» **Exercise aim**
Copy out all of the material below, requests included, and shift every point coordinate by adding 134 to both the x and the y value. Leave the pictures out of your copy.

» **Listing**
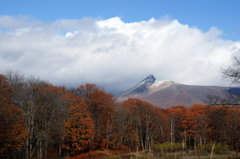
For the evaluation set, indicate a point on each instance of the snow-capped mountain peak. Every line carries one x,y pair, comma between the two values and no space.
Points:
148,84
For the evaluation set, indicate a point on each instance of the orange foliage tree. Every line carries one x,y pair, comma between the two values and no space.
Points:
149,122
78,126
196,124
101,108
12,130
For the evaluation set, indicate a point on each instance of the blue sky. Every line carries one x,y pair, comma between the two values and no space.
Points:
203,14
117,43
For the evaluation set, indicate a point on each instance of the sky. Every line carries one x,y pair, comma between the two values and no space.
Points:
115,44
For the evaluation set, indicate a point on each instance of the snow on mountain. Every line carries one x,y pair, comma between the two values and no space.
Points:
168,93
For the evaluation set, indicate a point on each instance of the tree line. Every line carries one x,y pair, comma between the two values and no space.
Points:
39,119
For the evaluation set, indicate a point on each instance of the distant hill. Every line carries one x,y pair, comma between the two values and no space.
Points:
169,93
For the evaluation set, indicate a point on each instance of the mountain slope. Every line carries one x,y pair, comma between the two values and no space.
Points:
169,93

» **Problem solution**
For the evaluation set, indicate a point on each instance of the snow-capped mountain peak. Every line carries one x,y pair, comma between the two values and no space.
Points:
282,218
For the evaluation set, indicate a point on each instance of the orange foliage tree. Every line carries one x,y pair, comma between the two values and no space.
Points:
283,256
212,260
330,258
235,242
146,264
For the evaluation set, indicate a point on each instance of the blue sky. Every line carries one x,y pair, comma between the two values and no space.
Points:
337,148
251,177
For the evaluation set, indicate a point on each instance of the sky. Every line carries one x,y pair, comma between the two values and no space.
Points:
249,178
For the evaluation set, indicate a point on each instance of the snow on mountain. Every line carries one x,y pair, comma between the two values and no space.
Points:
302,227
For the evaluation set, indicate a point on each instance of the tree line. Every line carries one x,y pair, comma between the two values and no space.
Points:
173,253
For the evaluation set, indicate a point on each instance of the distant hill. Every line carries one x,y pair, comma between the two values and no space.
Points:
303,227
For the evaluation set, indicate a point on each instance of the mountain slope. Every line carries one x,y pair, comma between the two values and no space.
Points:
303,227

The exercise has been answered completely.